§ TASK GOAL: Copy out the rows word for word, starting at the line containing "Task: point out each instance of the green moss" and ending at the line containing "Task: point out each instance of the window", with both of those lines included.

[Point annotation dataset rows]
+ + +
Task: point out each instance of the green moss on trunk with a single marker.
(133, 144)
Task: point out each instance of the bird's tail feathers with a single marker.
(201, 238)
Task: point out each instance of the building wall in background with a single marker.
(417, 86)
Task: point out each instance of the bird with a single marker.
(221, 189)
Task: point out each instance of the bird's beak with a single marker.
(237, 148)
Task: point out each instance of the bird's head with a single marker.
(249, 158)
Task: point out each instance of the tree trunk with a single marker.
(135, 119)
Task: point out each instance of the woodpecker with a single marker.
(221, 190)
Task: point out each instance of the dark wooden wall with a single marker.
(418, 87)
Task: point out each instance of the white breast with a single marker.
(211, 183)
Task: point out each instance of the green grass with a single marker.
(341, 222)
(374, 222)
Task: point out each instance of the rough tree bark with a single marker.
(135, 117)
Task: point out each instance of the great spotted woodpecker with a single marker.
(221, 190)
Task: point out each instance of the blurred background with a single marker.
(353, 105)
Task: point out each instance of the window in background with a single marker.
+ + +
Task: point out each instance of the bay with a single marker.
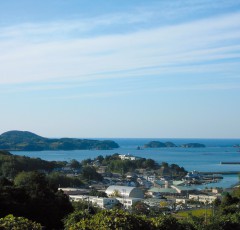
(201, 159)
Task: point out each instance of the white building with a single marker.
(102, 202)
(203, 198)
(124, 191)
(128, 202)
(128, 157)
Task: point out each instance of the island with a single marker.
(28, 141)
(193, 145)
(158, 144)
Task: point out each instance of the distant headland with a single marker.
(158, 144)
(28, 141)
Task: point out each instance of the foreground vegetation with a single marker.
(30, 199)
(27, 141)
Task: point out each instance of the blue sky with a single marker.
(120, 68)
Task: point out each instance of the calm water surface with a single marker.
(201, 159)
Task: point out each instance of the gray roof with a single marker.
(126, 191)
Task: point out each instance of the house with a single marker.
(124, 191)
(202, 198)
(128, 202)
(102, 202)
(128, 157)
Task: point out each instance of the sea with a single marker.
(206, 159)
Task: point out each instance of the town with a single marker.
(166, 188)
+ + +
§ SOLUTION TO THIS EXERCISE:
Task: point out each instance of the green moss on trunk with a single marker.
(133, 144)
Task: point out each instance of the bird's tail feathers with a single marker.
(201, 238)
Task: point out each instance of the building wall in background with a single marker.
(417, 86)
Task: point out each instance of the bird with a single marker.
(221, 189)
Task: point out each instance of the bird's beak with a single marker.
(237, 148)
Task: point out each instance of the bird's head with a single marker.
(249, 158)
Task: point out each instance of the tree trunk with a single marker.
(135, 119)
Task: point out each instance of the woodpecker with a single marker.
(221, 190)
Task: point out each instance of the dark wooden wall with a single marker.
(418, 87)
Task: point out each instance of the white breast with a single marker.
(211, 183)
Task: point out each instance of the green grass with a single marker.
(341, 222)
(374, 222)
Task: point out each instance of the rough tree bark with a single marker.
(135, 117)
Task: point out each instance of the great spotted woodpecker with a single marker.
(221, 190)
Task: point out each instance of the blurred background with a single marker.
(353, 105)
Task: point out each instance of the window in background with a single marker.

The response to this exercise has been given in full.